┏━━

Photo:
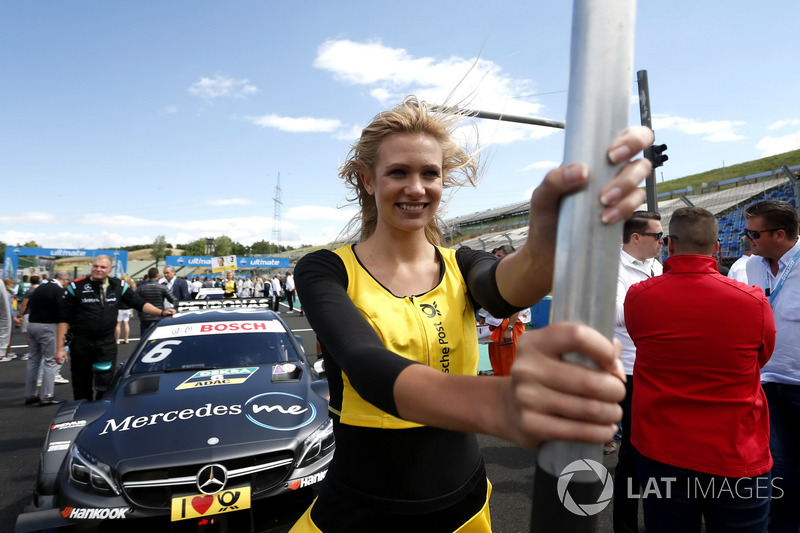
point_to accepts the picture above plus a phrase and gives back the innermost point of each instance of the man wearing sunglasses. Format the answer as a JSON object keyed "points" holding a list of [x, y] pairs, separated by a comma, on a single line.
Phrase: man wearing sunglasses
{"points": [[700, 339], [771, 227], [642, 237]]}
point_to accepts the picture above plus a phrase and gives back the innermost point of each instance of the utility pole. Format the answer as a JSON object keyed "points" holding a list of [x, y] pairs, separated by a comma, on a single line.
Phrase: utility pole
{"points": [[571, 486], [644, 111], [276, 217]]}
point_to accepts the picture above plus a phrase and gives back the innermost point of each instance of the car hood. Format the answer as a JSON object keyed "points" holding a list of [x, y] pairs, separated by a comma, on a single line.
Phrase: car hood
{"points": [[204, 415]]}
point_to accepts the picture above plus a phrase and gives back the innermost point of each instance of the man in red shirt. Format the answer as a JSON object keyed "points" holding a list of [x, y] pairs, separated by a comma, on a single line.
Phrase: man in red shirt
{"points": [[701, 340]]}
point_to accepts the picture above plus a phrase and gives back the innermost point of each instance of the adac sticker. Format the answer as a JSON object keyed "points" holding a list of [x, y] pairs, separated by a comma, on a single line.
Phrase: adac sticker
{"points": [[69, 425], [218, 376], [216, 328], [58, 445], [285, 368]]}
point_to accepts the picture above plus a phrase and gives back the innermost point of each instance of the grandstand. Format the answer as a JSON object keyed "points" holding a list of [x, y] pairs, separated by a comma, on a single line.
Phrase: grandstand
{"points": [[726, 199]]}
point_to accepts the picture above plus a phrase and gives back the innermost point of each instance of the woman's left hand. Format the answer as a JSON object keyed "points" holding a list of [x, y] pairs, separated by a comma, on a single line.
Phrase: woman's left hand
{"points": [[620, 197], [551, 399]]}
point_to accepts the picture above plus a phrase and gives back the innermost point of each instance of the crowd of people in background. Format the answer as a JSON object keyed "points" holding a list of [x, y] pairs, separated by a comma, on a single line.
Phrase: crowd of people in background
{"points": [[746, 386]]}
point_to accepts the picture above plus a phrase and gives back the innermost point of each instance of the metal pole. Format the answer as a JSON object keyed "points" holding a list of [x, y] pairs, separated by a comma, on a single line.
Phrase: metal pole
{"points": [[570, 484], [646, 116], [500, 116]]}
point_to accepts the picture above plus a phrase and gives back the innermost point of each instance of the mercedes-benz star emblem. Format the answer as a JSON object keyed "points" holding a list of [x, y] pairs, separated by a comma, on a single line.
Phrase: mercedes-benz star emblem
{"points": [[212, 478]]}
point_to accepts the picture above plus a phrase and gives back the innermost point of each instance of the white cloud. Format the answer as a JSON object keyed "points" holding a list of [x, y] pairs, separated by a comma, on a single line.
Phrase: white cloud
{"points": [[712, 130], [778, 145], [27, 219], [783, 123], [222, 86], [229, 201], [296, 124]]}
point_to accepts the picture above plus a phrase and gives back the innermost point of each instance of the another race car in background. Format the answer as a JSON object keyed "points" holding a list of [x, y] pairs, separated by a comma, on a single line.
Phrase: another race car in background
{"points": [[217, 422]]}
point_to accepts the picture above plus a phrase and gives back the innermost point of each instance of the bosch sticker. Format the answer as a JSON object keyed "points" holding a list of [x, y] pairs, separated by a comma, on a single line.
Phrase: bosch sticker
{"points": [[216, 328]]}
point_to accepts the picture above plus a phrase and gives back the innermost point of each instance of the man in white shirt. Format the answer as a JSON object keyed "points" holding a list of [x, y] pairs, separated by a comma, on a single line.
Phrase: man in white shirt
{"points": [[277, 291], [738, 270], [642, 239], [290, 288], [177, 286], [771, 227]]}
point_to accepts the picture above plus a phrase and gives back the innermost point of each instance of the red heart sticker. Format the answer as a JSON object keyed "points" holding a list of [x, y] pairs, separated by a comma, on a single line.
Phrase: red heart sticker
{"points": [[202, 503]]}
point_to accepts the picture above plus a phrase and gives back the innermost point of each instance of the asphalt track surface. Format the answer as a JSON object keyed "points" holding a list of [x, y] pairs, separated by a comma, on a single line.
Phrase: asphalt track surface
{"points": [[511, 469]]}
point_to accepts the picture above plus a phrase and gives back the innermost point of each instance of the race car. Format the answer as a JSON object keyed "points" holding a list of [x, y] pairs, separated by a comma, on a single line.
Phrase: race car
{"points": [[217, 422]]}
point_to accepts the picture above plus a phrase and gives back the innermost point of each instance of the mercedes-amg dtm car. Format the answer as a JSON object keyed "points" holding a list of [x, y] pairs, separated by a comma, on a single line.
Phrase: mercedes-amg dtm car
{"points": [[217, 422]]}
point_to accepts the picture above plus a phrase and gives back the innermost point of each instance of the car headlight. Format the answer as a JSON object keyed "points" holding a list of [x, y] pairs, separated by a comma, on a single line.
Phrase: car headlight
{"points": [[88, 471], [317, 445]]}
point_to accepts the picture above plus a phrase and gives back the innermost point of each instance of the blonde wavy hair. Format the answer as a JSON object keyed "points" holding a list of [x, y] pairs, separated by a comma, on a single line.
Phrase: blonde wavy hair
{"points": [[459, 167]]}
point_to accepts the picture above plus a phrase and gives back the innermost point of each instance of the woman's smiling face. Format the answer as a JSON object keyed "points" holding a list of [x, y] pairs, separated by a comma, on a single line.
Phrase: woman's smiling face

┗━━

Extract all the records above line for line without changing a word, and leave the pictures out.

Photo:
point_to accepts the picture above plus a phrase and gives back the innermost point of each instance of the man wearing sunglasses. Format the answer as a JSON object keyed "points" holding a list of [x, y] pairs, separated by a comma, on a single line.
Phrase: man wearing sunglasses
{"points": [[700, 339], [771, 227], [642, 237]]}
point_to accepts the picture above plus a phrase and gives back the innermost point of each instance of the utility pole. Format the answer as a JSON object keyed "points" holding a list of [x, y] pairs, separated by a comma, on a single line.
Phrase: utility pole
{"points": [[571, 486], [644, 111], [276, 217]]}
point_to accepts the picture above plus a phrase and gives back the innermost point of each instance of the car hood. Format the answer as a JSON object keyed "points" holding a list of [x, y] pairs, separated by a comma, on a single line.
Phrase: car hood
{"points": [[204, 415]]}
point_to accepts the picture above plus a phrase and gives back the innermost point of each instance of the man in red shirt. Format the answer as a JSON object keyed "points" holding a list of [x, y] pairs, separated by a comma, on a single line.
Phrase: man in red shirt
{"points": [[701, 340]]}
point_to accepts the picture above plus a phrase and gives back the innermost point of each instance of the adac sticker. Format the answer as a JSON object keyed "points" holding a list of [x, y] pairs, separated by a comma, on a single line.
Phrase: adac sticker
{"points": [[69, 425], [218, 376], [216, 328], [58, 445], [285, 368]]}
point_to accepts the picture above plus a phrase and gives back the innermost point of each instance of the grandstand. Format the answer as a JSON object keyed "points" holding a list of [x, y] pairs, separated by a comma, on a single line.
Phrase: grandstand
{"points": [[726, 199]]}
point_to accepts the picture above plus a phrase and gives back the innermost point of each instance of the woman's left hand. Format the answer as a JSON object keyed "points" holding a list of [x, y] pairs, separated by a comma, on a single line.
Phrase: woman's left hand
{"points": [[620, 197], [551, 399]]}
point_to accepts the picture above plus a phrase and gives back the innermost point of each instance of the crowd of people in background. Format the answer as a JSON object keyed "points" holding a list of [x, y] pairs, separated by a comma, on a single line.
Phrase: crowd of people in background
{"points": [[746, 386]]}
point_to accepts the picture above plus a phrase and gives back the innermost point of each instance of the metal pole. Format the answer as a JSON object keyed "points" holding a list of [x, y] pairs, separated by a comma, on a single line.
Phrase: metal pole
{"points": [[570, 484], [646, 116], [500, 116]]}
point_to accepts the picture above plus a phrase and gives back the innermost point of each instance of the mercedes-benz star emblem. Format the answer as a JSON object keyed "points" holding a list of [x, y] pairs, separated by a comma, on a single line.
Phrase: mercedes-benz star emblem
{"points": [[212, 478]]}
point_to accepts the picture above plus a phrase and gives back the innermost point of each instance of the white cloud. Format the answer as a JSON object keyed "points" holding a list of [x, y] pairs, separated by a comma, on a single line.
Phrase: white cloud
{"points": [[712, 130], [778, 145], [27, 219], [783, 123], [222, 86], [229, 201], [296, 124]]}
point_to accepts the picture above plus a phrase and gives back the innermost point of each instance of the another race car in background. Format the answer as a JSON object keyed "points" holding a list of [x, y] pairs, separated by a comma, on a single line.
Phrase: another race car in background
{"points": [[217, 422]]}
point_to accepts the picture above plus a phrase and gives back the innermost point of each instance of the bosch sticker. Format the answer as a JSON object keyed "points" holding a list of [x, y] pairs, separated by a comma, on a single line.
Phrase: bosch sticker
{"points": [[216, 328]]}
point_to accepts the picture above plus a phrase and gives back the innermost point of each instance of the man in white shirt. Format the answer as a JSON object keyed "points" holding a list of [x, y] pairs, separated by a comma, on a single line.
Phrase: man in white shirt
{"points": [[277, 291], [738, 270], [642, 239], [290, 288], [177, 286], [771, 227]]}
point_to accepts the picture above plus a phrase and gives back the innermost point of each instance of the red heart sticker. Format the answer as a JSON object keyed "points" holding a list of [x, y] pairs, separated by a comma, on a single line.
Phrase: red heart sticker
{"points": [[202, 503]]}
point_to accepts the picture above plus a phrase and gives back the innermost point of each instance of the asphalt track surface. Format the answer as a JSON object keyed "points" holding a list of [x, y] pairs, separated by a comma, on a single line.
Phrase: asphalt track surface
{"points": [[511, 469]]}
point_to accepts the picture above plus a phrase and gives back the innermost point of each instance of the race car. Format the answer as a JSON object keyed "points" holding a list of [x, y] pairs, separated by a comma, on a single line.
Phrase: race car
{"points": [[217, 422]]}
point_to accepts the picture above plus a phrase and gives back the innermost point of each instance of the mercedes-amg dtm car. Format the answer as a JSON object keyed "points" holding a list of [x, y] pairs, separated by a comma, on a single line.
Phrase: mercedes-amg dtm car
{"points": [[217, 422]]}
point_to accepts the picture above plus a phrase and gives back the innermost point of each instance of the car headlight. Format the answer as a JSON object keyed "points" holding a list of [x, y] pairs, separated by a comma, on a single line.
Phrase: car headlight
{"points": [[88, 471], [317, 445]]}
point_to accepts the picture above plus a phrase and gives back the innermost point of each instance of the blonde wavy hair. Format the answer as a JSON object keyed "points" holding a list of [x, y] pairs, separated by a comma, on a single line.
Phrase: blonde wavy hair
{"points": [[459, 167]]}
point_to accepts the picture above plus a phrase and gives back the innermost point of each instance of the woman's smiling face. Format the answer as a JSON object keyed "points" holding a list of [x, y] pairs, separated by a comma, on a single line.
Phrase: woman's smiling face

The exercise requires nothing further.